What needs to be done ▸
Copy out every line of the records below, requests included, offsetting each coordinate in the answers by -43. Leave the coordinates in the requests and their format samples unchanged.
:: Recorded information
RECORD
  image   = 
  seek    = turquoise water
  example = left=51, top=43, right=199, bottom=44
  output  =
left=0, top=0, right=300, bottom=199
::::
Exercise response ▸
RECORD
  image   = 
  seek    = turquoise water
  example = left=51, top=43, right=199, bottom=44
  output  =
left=-43, top=-43, right=257, bottom=156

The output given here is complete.